**JOB**
Starting at the beginning of the entries and ending at the line containing "169), (223, 170)]]", set the lines out as a numbered list, skipping blank lines and leaving out the pictures.
•••••
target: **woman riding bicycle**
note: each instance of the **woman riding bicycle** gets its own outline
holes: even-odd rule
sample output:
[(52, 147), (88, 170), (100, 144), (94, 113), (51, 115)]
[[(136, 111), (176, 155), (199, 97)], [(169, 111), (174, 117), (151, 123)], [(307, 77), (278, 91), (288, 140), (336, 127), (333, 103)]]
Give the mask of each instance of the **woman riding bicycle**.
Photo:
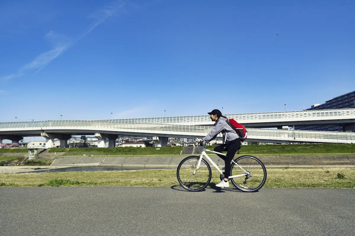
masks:
[[(227, 117), (222, 115), (222, 113), (217, 109), (215, 109), (211, 112), (207, 113), (211, 115), (211, 120), (215, 121), (214, 127), (206, 137), (200, 140), (206, 143), (213, 140), (220, 133), (223, 135), (223, 144), (216, 147), (214, 149), (215, 152), (222, 152), (227, 151), (225, 156), (217, 154), (218, 156), (224, 160), (225, 175), (224, 179), (218, 184), (217, 187), (229, 187), (229, 183), (228, 178), (230, 174), (231, 164), (232, 159), (234, 157), (235, 153), (240, 148), (240, 139), (234, 130), (226, 122)], [(223, 169), (222, 169), (223, 170)]]

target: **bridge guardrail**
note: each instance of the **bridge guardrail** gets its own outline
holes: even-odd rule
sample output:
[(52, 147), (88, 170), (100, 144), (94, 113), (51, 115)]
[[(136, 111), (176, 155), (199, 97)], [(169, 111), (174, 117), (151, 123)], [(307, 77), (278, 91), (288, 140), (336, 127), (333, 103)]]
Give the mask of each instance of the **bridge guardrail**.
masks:
[[(225, 115), (229, 118), (233, 118), (242, 122), (243, 121), (255, 120), (275, 120), (276, 119), (291, 119), (322, 117), (345, 117), (355, 116), (355, 109), (344, 108), (342, 109), (330, 109), (319, 110), (305, 110), (293, 111), (279, 111), (254, 113), (241, 113), (240, 114), (227, 114)], [(189, 123), (191, 122), (207, 122), (211, 121), (208, 115), (187, 116), (169, 116), (150, 118), (132, 118), (127, 119), (109, 119), (105, 121), (124, 122), (126, 123), (143, 123), (152, 124), (168, 124), (176, 123)]]
[[(101, 121), (59, 120), (0, 123), (0, 131), (13, 129), (23, 130), (41, 128), (46, 129), (71, 127), (85, 128), (90, 130), (100, 129), (124, 129), (152, 130), (170, 132), (203, 133), (209, 132), (212, 127), (185, 125), (154, 124), (118, 122)], [(34, 128), (34, 129), (33, 128)], [(324, 139), (355, 140), (355, 133), (305, 130), (288, 130), (274, 129), (247, 128), (249, 136), (296, 139)]]

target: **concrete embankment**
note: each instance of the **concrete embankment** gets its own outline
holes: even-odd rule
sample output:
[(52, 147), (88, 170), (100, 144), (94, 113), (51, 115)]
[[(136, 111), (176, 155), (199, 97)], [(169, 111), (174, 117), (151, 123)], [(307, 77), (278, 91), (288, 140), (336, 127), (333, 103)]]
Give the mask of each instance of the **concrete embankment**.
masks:
[[(52, 165), (129, 166), (177, 166), (186, 156), (182, 157), (86, 157), (56, 159)], [(259, 156), (267, 167), (283, 166), (355, 166), (355, 155)], [(211, 158), (216, 164), (224, 166), (224, 161), (218, 157)]]

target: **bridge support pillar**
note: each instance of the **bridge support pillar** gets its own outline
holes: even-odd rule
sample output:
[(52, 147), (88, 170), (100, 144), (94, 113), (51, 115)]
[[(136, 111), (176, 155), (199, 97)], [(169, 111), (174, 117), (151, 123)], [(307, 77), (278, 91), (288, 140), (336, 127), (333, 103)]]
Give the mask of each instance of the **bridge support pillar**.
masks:
[(355, 128), (355, 124), (347, 124), (343, 126), (343, 132), (352, 132), (353, 130)]
[(160, 147), (166, 147), (168, 144), (168, 137), (159, 137)]
[(45, 148), (51, 148), (54, 147), (54, 135), (53, 133), (41, 133), (41, 136), (45, 138)]
[(114, 148), (116, 147), (116, 140), (118, 138), (116, 135), (106, 135), (106, 137), (109, 139), (109, 147)]
[(98, 139), (97, 147), (106, 147), (106, 135), (104, 133), (95, 133), (95, 137)]

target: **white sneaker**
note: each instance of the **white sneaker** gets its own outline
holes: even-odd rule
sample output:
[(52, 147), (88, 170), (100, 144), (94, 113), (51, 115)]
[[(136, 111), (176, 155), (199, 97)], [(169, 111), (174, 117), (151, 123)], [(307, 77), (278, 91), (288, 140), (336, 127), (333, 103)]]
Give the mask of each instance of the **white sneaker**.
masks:
[(220, 183), (216, 185), (216, 187), (219, 187), (221, 188), (229, 187), (229, 182), (225, 182), (224, 180), (222, 180)]

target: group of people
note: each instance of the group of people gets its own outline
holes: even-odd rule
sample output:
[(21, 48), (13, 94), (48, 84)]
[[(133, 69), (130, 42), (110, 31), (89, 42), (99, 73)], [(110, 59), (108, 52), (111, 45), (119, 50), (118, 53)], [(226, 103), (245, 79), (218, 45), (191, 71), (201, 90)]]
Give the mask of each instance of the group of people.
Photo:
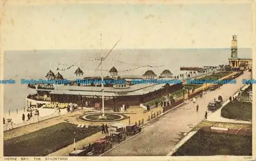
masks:
[(86, 101), (86, 107), (90, 107), (90, 105), (91, 104), (91, 101)]
[[(196, 103), (196, 99), (195, 99), (195, 101), (194, 101), (194, 99), (195, 98), (193, 98), (193, 102), (194, 103)], [(197, 112), (198, 112), (198, 110), (199, 109), (199, 105), (198, 105), (198, 104), (197, 105), (197, 107), (196, 107), (196, 110), (197, 110)], [(204, 114), (204, 118), (205, 119), (207, 119), (207, 115), (208, 115), (208, 113), (207, 113), (207, 111), (205, 111), (205, 114)]]
[[(34, 115), (37, 115), (38, 116), (39, 116), (39, 110), (37, 109), (35, 109)], [(28, 117), (27, 121), (30, 120), (32, 118), (32, 117), (33, 117), (32, 111), (30, 111), (30, 113), (29, 113), (29, 112), (28, 113), (28, 114), (27, 115), (27, 116)], [(23, 113), (22, 114), (22, 120), (23, 121), (23, 122), (25, 121), (25, 114), (24, 113)]]
[(231, 96), (229, 97), (229, 101), (232, 103), (238, 102), (239, 101), (240, 98), (238, 96), (233, 97), (232, 98)]
[(105, 124), (104, 125), (104, 124), (102, 124), (101, 125), (101, 133), (106, 133), (109, 134), (109, 127), (108, 125)]

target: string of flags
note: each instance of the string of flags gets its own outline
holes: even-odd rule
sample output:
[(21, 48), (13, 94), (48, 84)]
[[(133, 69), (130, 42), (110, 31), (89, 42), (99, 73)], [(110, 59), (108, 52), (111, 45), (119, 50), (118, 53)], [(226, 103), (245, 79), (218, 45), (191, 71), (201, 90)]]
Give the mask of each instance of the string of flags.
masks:
[[(100, 60), (100, 58), (88, 58), (88, 59), (83, 59), (83, 61), (98, 61)], [(126, 63), (126, 62), (123, 62), (123, 61), (119, 61), (118, 60), (116, 60), (116, 59), (105, 59), (105, 60), (109, 60), (109, 61), (115, 61), (116, 62), (118, 62), (120, 64), (130, 64), (130, 65), (135, 65), (135, 66), (137, 66), (138, 67), (135, 67), (135, 68), (132, 68), (132, 69), (130, 69), (130, 70), (123, 70), (123, 71), (119, 71), (119, 72), (129, 72), (129, 71), (134, 71), (134, 70), (138, 70), (138, 69), (140, 69), (140, 68), (144, 68), (144, 67), (162, 67), (162, 66), (164, 66), (165, 65), (155, 65), (155, 66), (153, 66), (153, 65), (135, 65), (135, 64), (132, 64), (131, 63)], [(81, 62), (82, 62), (81, 61)], [(78, 62), (75, 62), (75, 63), (73, 63), (73, 64), (66, 64), (66, 63), (61, 63), (60, 62), (58, 62), (58, 67), (57, 67), (57, 69), (56, 69), (56, 71), (65, 71), (66, 70), (70, 70), (70, 69), (73, 69), (74, 67), (77, 67), (78, 64)], [(60, 67), (60, 66), (64, 66), (64, 67)], [(93, 68), (93, 67), (88, 67), (88, 66), (80, 66), (79, 65), (79, 67), (80, 68), (82, 68), (83, 69), (86, 69), (86, 70), (95, 70), (96, 68)], [(67, 67), (68, 66), (68, 67)], [(97, 71), (101, 71), (100, 69), (99, 69), (99, 70), (97, 70)], [(103, 70), (103, 71), (104, 72), (109, 72), (109, 70)]]

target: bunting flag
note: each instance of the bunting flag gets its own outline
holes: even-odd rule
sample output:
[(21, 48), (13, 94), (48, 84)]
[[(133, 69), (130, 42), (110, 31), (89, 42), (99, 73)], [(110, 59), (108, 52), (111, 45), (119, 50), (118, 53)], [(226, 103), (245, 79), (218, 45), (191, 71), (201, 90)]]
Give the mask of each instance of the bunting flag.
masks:
[[(163, 67), (165, 65), (156, 65), (156, 66), (153, 66), (153, 65), (136, 65), (136, 64), (134, 64), (131, 63), (128, 63), (128, 62), (124, 62), (121, 61), (119, 61), (118, 60), (116, 60), (115, 59), (106, 59), (105, 60), (108, 60), (108, 61), (115, 61), (121, 65), (122, 64), (130, 64), (131, 65), (134, 65), (134, 66), (137, 66), (137, 67), (133, 68), (132, 69), (130, 70), (123, 70), (121, 71), (119, 71), (119, 72), (120, 73), (122, 73), (122, 72), (127, 72), (129, 71), (132, 71), (134, 70), (138, 70), (141, 68), (143, 68), (143, 67)], [(100, 58), (89, 58), (87, 59), (83, 59), (82, 61), (81, 62), (83, 62), (83, 61), (100, 61)], [(60, 62), (58, 63), (58, 67), (57, 67), (57, 71), (65, 71), (66, 70), (69, 70), (70, 69), (73, 69), (73, 67), (74, 66), (77, 66), (78, 64), (78, 62), (75, 62), (73, 63), (72, 64), (65, 64), (65, 63), (61, 63)], [(64, 66), (64, 67), (60, 67), (60, 66)], [(92, 67), (90, 67), (88, 66), (79, 66), (81, 68), (83, 68), (83, 69), (86, 70), (95, 70), (95, 68), (92, 68)], [(101, 71), (101, 70), (97, 70), (97, 71)], [(109, 70), (103, 70), (104, 72), (109, 72)]]

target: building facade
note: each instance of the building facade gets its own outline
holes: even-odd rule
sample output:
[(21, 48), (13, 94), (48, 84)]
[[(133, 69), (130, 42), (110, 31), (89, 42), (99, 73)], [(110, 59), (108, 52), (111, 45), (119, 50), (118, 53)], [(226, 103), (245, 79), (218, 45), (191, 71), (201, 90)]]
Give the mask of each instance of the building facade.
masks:
[(228, 59), (228, 64), (233, 68), (242, 67), (243, 69), (252, 68), (252, 59), (239, 58), (238, 57), (238, 40), (237, 35), (232, 36), (231, 41), (231, 56)]

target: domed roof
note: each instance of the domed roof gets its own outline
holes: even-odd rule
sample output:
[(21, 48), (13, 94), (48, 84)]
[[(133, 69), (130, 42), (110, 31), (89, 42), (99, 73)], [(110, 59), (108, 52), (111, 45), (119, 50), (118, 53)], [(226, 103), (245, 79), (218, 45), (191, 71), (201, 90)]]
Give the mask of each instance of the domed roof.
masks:
[(55, 75), (55, 80), (63, 80), (64, 78), (63, 78), (62, 76), (59, 74), (59, 72), (58, 72), (58, 73)]
[(75, 73), (76, 74), (83, 74), (83, 72), (82, 72), (82, 71), (81, 70), (79, 67), (76, 70), (76, 72), (75, 72)]
[(169, 70), (164, 70), (163, 71), (163, 72), (162, 72), (161, 73), (161, 75), (173, 75), (173, 73), (172, 73), (172, 72), (170, 72), (170, 71)]
[(118, 72), (115, 66), (113, 66), (112, 68), (110, 70), (109, 72)]
[(154, 73), (153, 71), (151, 70), (147, 71), (145, 73), (142, 75), (143, 76), (156, 76), (157, 75)]
[(52, 72), (52, 70), (50, 70), (50, 71), (47, 73), (47, 74), (46, 76), (46, 77), (54, 77), (54, 73)]

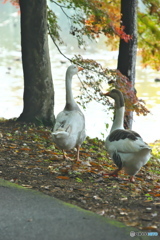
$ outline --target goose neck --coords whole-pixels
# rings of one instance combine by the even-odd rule
[[[115,118],[111,128],[111,132],[116,129],[124,129],[124,111],[124,106],[115,109]]]

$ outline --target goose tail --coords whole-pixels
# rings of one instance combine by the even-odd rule
[[[52,133],[52,136],[55,136],[56,138],[64,138],[64,137],[68,137],[69,133],[63,130],[57,130]]]

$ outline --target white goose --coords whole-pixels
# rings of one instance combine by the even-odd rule
[[[113,89],[104,95],[115,100],[115,119],[105,147],[118,169],[109,175],[118,176],[118,172],[123,168],[130,175],[130,181],[134,182],[134,175],[149,160],[151,148],[138,133],[124,129],[125,106],[122,93]]]
[[[72,77],[81,67],[71,65],[66,71],[66,105],[62,112],[57,115],[53,129],[53,141],[63,151],[63,157],[66,158],[64,150],[77,148],[77,161],[79,161],[79,148],[86,137],[85,118],[72,94]]]

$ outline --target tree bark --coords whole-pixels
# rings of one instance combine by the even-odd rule
[[[24,108],[18,120],[53,125],[54,89],[46,0],[20,0]]]
[[[132,89],[135,84],[135,67],[137,52],[137,0],[121,0],[121,25],[125,26],[125,33],[132,36],[132,39],[125,42],[120,40],[118,70],[128,78],[132,83]],[[133,113],[125,115],[125,127],[132,128]]]

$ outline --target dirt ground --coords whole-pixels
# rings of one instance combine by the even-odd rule
[[[160,229],[159,162],[155,157],[135,178],[128,181],[105,173],[116,167],[104,142],[89,139],[80,151],[62,152],[53,144],[49,128],[0,121],[0,177],[26,188],[41,191],[81,208],[108,216],[141,231]],[[125,178],[125,179],[124,179]]]

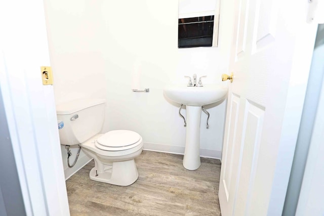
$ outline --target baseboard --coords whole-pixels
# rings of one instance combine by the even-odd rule
[[[77,159],[77,162],[73,167],[68,167],[64,170],[65,181],[69,179],[74,174],[85,166],[88,163],[90,162],[91,160],[92,160],[92,158],[89,158],[89,157],[86,155],[84,155],[83,157],[79,157]]]
[[[157,143],[144,143],[143,149],[148,151],[166,152],[172,154],[183,154],[184,146],[171,146]],[[221,160],[222,152],[211,149],[200,149],[200,156]]]

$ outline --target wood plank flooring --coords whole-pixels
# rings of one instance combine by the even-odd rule
[[[138,179],[117,186],[91,180],[90,162],[66,181],[71,215],[220,215],[219,160],[201,158],[196,170],[183,156],[143,151],[135,159]]]

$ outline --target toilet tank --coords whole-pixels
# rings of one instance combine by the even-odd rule
[[[79,99],[56,106],[61,145],[77,145],[101,131],[106,100]]]

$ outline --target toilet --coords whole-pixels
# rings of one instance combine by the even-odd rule
[[[56,107],[61,145],[79,145],[94,158],[90,179],[127,186],[138,178],[134,158],[142,152],[143,139],[136,132],[111,131],[99,134],[105,116],[106,101],[78,100]]]

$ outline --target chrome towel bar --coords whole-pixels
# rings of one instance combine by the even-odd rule
[[[149,88],[145,89],[144,90],[139,90],[138,89],[132,89],[132,91],[134,92],[150,92]]]

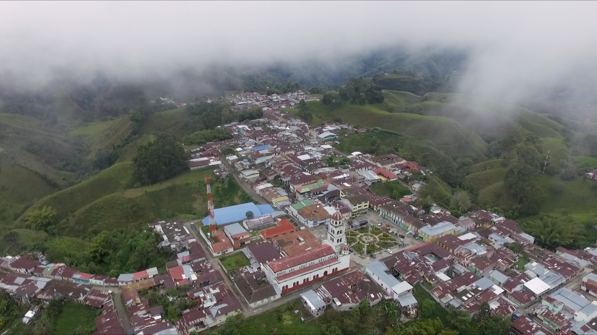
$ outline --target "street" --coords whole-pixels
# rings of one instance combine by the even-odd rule
[[[227,286],[229,287],[230,288],[230,290],[232,290],[232,292],[234,293],[234,295],[236,297],[236,299],[238,299],[239,302],[240,302],[241,306],[242,307],[242,314],[245,315],[245,316],[248,317],[263,313],[263,312],[266,312],[275,307],[284,305],[290,300],[297,299],[300,296],[301,293],[306,291],[308,291],[309,290],[310,290],[314,287],[319,287],[322,284],[324,284],[324,283],[326,283],[330,280],[335,279],[336,278],[336,277],[330,277],[324,280],[315,283],[312,285],[305,286],[301,290],[283,296],[282,297],[276,300],[273,301],[265,305],[261,306],[258,308],[253,309],[248,305],[248,304],[247,303],[247,301],[245,300],[244,297],[243,297],[242,295],[236,289],[236,287],[234,285],[234,283],[232,283],[232,281],[230,280],[230,279],[228,277],[226,273],[226,270],[223,269],[220,266],[220,262],[218,261],[218,258],[214,257],[213,255],[212,255],[211,253],[210,252],[208,247],[207,246],[207,243],[205,243],[205,240],[203,239],[203,237],[202,237],[201,235],[197,232],[196,229],[191,228],[190,222],[186,222],[184,224],[184,225],[187,227],[187,229],[188,229],[189,231],[193,232],[193,234],[196,238],[198,242],[199,242],[201,244],[201,246],[205,250],[205,257],[207,258],[208,260],[209,260],[210,262],[211,263],[211,265],[213,266],[214,268],[217,268],[218,270],[220,271],[220,273],[221,274],[222,277],[224,277],[224,282],[226,283],[226,286]],[[324,230],[325,229],[325,228],[324,227]],[[325,237],[324,239],[325,239]],[[351,259],[352,258],[351,258]],[[353,270],[353,269],[351,269],[350,270]],[[115,301],[115,303],[116,301]],[[118,308],[118,306],[117,306],[116,308]],[[125,309],[124,311],[126,311],[126,309]],[[128,315],[128,313],[126,313],[125,315]]]
[[[224,155],[221,156],[223,156]],[[239,176],[238,171],[234,168],[234,166],[232,166],[231,164],[228,163],[228,162],[226,160],[226,158],[220,157],[220,159],[221,159],[222,163],[226,166],[229,170],[230,170],[230,173],[234,176],[234,179],[236,180],[236,183],[238,184],[238,185],[245,192],[247,192],[247,194],[251,196],[251,198],[257,200],[257,202],[261,204],[267,204],[269,203],[267,202],[267,200],[263,198],[263,197],[261,197],[260,194],[255,191],[255,190],[253,189],[253,187],[251,185],[251,184],[243,180],[242,178]]]

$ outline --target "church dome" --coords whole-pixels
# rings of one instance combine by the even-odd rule
[[[334,221],[341,221],[342,218],[342,215],[340,213],[340,211],[336,210],[336,213],[332,214],[332,220]]]

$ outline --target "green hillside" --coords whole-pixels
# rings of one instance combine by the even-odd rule
[[[68,162],[85,153],[36,119],[13,114],[0,113],[0,148],[14,163],[56,187],[66,186],[76,178]]]
[[[22,225],[29,210],[48,206],[56,209],[57,220],[61,221],[81,207],[97,199],[133,187],[133,164],[119,163],[82,182],[37,201],[17,221]]]
[[[62,220],[58,225],[59,234],[82,237],[101,230],[144,225],[181,215],[202,218],[207,212],[205,184],[207,174],[216,180],[211,170],[195,170],[158,184],[98,198]],[[232,178],[213,182],[212,193],[216,208],[251,201]]]
[[[340,117],[343,122],[360,126],[396,131],[429,140],[447,154],[460,156],[466,153],[478,159],[485,159],[487,144],[478,135],[448,117],[389,113],[371,106],[343,104],[331,110],[318,101],[309,102],[309,106],[313,116],[321,120]]]
[[[477,190],[482,190],[504,180],[507,168],[498,168],[466,176],[466,181]]]
[[[25,206],[56,190],[39,175],[0,153],[0,229],[12,222]]]
[[[501,167],[501,159],[490,159],[489,160],[478,163],[475,165],[471,166],[469,168],[469,172],[470,173],[475,173],[476,172],[485,171],[485,170],[497,169],[500,167]]]
[[[80,139],[92,150],[111,150],[131,132],[132,123],[128,116],[109,121],[92,122],[71,131],[67,135]]]
[[[153,132],[164,132],[180,135],[190,130],[187,129],[190,119],[186,107],[155,113],[143,121],[139,133],[147,135]]]
[[[18,255],[32,250],[39,250],[48,239],[43,231],[29,229],[14,229],[0,236],[0,251],[3,255]]]

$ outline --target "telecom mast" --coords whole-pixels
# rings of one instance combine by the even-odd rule
[[[207,212],[210,216],[210,232],[212,233],[218,229],[216,223],[216,216],[214,214],[214,199],[211,197],[211,186],[210,185],[210,176],[205,176],[205,184],[207,184]]]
•••••
**ANSWER TO THIS EXERCISE**
1. target: **woman riding bicycle**
2. note: each instance of the **woman riding bicycle** gets its own outline
3. holes: even-odd rule
4. sample output:
5. [(52, 147), (88, 170), (100, 144), (94, 113), (51, 115)]
6. [[(136, 111), (176, 155), (199, 97)], [(169, 111), (174, 117), (151, 123)], [(307, 77), (278, 91), (288, 140), (336, 127), (333, 103)]]
7. Give the mask of each instance of the **woman riding bicycle**.
8. Photo:
9. masks:
10. [[(227, 117), (222, 115), (222, 113), (217, 109), (215, 109), (211, 112), (207, 113), (211, 115), (211, 120), (215, 121), (214, 127), (206, 137), (200, 140), (206, 143), (213, 140), (220, 133), (223, 135), (223, 144), (216, 147), (214, 149), (215, 152), (222, 152), (227, 151), (225, 156), (217, 154), (218, 156), (224, 160), (225, 175), (224, 179), (218, 184), (217, 187), (229, 187), (229, 183), (228, 178), (230, 174), (231, 164), (232, 159), (234, 157), (235, 153), (240, 148), (240, 139), (234, 130), (226, 122)], [(223, 169), (222, 169), (223, 170)]]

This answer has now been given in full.